• _The task_:
Nothing but the lines from the one containing "[(238, 140), (218, 119), (55, 361), (46, 39)]" through the end of the entries below should be set down, each exactly as written.

[Saved entries]
[Start of section]

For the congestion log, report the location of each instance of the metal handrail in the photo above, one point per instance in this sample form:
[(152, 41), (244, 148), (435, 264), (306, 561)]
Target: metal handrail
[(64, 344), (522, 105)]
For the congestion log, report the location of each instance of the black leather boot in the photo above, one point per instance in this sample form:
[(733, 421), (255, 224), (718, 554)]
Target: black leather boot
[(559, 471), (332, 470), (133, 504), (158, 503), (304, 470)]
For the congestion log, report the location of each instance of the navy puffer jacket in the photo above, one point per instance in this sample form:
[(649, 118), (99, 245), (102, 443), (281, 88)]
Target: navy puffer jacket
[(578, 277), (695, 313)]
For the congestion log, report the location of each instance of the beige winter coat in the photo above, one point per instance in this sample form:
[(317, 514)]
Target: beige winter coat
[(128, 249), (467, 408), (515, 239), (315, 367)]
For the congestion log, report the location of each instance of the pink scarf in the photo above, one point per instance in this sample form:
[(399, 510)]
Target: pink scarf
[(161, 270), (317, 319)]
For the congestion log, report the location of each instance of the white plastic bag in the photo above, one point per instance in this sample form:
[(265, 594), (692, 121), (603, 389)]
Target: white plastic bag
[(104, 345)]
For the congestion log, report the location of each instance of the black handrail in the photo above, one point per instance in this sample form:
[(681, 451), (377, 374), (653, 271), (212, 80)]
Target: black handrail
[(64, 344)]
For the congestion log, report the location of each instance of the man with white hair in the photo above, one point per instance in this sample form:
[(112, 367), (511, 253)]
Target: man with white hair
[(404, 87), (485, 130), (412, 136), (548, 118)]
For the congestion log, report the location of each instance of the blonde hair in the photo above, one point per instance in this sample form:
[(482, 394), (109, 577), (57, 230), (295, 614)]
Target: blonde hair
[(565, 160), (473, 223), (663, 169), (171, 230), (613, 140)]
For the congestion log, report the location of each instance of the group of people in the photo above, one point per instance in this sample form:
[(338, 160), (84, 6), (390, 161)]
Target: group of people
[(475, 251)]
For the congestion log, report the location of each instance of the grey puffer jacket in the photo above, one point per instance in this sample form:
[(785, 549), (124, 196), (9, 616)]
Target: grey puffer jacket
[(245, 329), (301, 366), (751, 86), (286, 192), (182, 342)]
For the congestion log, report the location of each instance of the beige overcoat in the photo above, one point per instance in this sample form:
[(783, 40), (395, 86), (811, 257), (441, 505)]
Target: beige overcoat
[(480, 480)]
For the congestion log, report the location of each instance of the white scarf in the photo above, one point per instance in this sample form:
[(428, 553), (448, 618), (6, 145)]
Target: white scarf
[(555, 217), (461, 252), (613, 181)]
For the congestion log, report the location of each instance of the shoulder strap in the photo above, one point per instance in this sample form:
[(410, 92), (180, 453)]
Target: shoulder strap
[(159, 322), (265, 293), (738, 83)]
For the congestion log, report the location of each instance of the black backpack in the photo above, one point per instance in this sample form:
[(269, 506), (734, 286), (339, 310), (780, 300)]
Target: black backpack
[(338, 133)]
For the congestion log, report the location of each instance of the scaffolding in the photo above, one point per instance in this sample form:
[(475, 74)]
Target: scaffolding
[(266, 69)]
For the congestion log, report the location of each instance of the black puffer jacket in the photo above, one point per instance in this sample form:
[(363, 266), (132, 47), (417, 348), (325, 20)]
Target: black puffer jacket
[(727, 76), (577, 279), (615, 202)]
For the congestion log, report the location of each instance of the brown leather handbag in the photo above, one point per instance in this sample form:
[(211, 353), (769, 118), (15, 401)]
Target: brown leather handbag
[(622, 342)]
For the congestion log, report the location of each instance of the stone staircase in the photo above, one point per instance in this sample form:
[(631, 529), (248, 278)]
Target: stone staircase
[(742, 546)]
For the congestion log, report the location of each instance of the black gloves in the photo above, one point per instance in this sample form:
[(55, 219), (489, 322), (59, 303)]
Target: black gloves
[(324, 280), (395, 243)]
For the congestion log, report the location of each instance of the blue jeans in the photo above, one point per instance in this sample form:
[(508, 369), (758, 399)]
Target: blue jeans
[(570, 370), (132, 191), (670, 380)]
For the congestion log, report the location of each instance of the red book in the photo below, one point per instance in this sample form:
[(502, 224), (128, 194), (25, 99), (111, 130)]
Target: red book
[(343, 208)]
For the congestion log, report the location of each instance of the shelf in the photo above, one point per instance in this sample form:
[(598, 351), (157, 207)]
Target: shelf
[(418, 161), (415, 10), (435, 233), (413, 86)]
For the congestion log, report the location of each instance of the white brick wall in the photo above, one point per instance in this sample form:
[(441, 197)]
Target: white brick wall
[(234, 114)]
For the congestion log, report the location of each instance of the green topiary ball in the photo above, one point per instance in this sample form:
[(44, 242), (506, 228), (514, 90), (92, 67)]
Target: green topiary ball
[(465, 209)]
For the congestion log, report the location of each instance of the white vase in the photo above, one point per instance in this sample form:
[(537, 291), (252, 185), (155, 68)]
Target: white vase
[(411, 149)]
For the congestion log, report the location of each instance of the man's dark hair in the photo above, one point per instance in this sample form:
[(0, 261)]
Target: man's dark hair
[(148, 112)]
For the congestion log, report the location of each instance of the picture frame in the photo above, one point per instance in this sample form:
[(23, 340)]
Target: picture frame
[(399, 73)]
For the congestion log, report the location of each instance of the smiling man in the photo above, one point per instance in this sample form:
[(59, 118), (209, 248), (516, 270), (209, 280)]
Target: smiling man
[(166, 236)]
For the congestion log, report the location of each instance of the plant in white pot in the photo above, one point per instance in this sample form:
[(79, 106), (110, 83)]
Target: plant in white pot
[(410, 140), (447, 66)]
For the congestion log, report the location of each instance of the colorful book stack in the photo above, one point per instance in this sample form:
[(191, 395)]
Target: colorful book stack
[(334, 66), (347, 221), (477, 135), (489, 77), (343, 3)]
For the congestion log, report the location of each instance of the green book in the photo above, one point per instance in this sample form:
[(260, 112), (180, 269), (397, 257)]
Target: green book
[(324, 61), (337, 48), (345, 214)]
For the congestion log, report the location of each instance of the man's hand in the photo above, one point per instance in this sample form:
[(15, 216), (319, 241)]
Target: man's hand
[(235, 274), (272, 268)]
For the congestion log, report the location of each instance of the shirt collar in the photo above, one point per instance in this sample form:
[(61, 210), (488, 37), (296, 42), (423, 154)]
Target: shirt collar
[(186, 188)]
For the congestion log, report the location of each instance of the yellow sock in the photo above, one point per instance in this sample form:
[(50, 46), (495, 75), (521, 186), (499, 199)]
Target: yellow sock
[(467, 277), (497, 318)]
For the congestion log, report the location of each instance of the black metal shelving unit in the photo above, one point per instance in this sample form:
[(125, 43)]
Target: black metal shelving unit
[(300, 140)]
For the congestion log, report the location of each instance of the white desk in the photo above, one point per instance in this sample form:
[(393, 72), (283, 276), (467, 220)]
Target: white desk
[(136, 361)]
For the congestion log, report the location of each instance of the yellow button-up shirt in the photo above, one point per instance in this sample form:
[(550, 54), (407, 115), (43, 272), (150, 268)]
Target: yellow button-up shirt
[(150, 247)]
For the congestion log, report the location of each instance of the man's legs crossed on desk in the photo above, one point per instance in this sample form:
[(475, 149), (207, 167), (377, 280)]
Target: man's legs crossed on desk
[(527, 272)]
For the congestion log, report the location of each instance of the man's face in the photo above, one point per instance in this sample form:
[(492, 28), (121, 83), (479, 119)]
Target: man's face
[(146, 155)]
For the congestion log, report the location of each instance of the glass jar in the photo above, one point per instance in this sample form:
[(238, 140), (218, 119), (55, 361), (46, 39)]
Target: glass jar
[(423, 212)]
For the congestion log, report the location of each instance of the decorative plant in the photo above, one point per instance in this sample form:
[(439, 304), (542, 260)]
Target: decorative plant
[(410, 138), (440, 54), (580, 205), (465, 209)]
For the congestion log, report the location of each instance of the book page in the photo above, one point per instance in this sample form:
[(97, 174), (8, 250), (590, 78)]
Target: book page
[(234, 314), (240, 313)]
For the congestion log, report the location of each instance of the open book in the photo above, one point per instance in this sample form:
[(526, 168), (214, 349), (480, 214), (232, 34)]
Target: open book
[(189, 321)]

[End of section]

• _Task output_:
[(238, 140), (218, 119), (55, 361), (46, 39)]
Target: glass jar
[(423, 212)]
For the congestion log, report the location of each instance of the decorative plant in the photo above, one point per instance in this sample form:
[(439, 304), (542, 260)]
Target: decorative plant
[(410, 138), (440, 54), (580, 205), (465, 209)]
For the congestion log, report the location of each instance of the book page in the photo above, one point per instance in this sample form:
[(97, 174), (8, 250), (590, 78)]
Target: book page
[(234, 314), (240, 313)]
For the congestion log, report the location of each instance of the open book in the photo above, one point per instance in this sample form:
[(526, 168), (214, 349), (480, 214), (232, 34)]
Target: open book
[(189, 321)]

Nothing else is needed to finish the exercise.